Work to complete =
Copy out all of the records, swapping each "Indicate" for "Mark" and leaving everything else untouched.

Data to process =

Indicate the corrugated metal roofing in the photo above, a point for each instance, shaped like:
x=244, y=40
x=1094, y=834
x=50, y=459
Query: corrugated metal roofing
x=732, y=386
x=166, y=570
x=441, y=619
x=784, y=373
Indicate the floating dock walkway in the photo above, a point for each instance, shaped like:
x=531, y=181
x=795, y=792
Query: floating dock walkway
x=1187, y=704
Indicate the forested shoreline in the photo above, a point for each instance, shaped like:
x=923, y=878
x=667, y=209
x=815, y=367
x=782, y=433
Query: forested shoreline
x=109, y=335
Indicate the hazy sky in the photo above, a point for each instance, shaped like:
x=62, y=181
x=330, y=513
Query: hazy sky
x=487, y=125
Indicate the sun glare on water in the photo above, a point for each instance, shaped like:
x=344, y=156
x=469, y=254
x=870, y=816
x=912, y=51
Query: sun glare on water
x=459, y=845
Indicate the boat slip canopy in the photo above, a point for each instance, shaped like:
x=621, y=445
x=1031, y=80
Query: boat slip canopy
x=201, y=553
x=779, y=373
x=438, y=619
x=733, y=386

The result =
Mark the corrugated metal roofing in the photo above, a point for each instance, shaped like:
x=244, y=40
x=1094, y=834
x=50, y=459
Query: corrugated metal roofing
x=732, y=386
x=166, y=570
x=441, y=619
x=784, y=373
Mark the floating dock walkway in the photo above, a point for each instance, shaped like:
x=531, y=181
x=795, y=792
Query: floating dock walkway
x=1187, y=704
Mark the forested shoreline in the photo above, a point for each instance, shaped like:
x=923, y=878
x=667, y=209
x=815, y=367
x=782, y=433
Query: forested shoreline
x=109, y=335
Mark the hazy sky in the photo above, a point for each instance, shaped like:
x=62, y=181
x=330, y=513
Query: hazy sky
x=487, y=125
Mark the sun glare on water in the photo above, a point for each instance, shaped like:
x=344, y=156
x=469, y=254
x=870, y=816
x=912, y=51
Query: sun glare on water
x=459, y=845
Mark the boat slip canopy in the photo above, a point for each instance, shaped like:
x=621, y=445
x=1031, y=80
Query: boat slip canopy
x=201, y=553
x=779, y=373
x=438, y=619
x=733, y=386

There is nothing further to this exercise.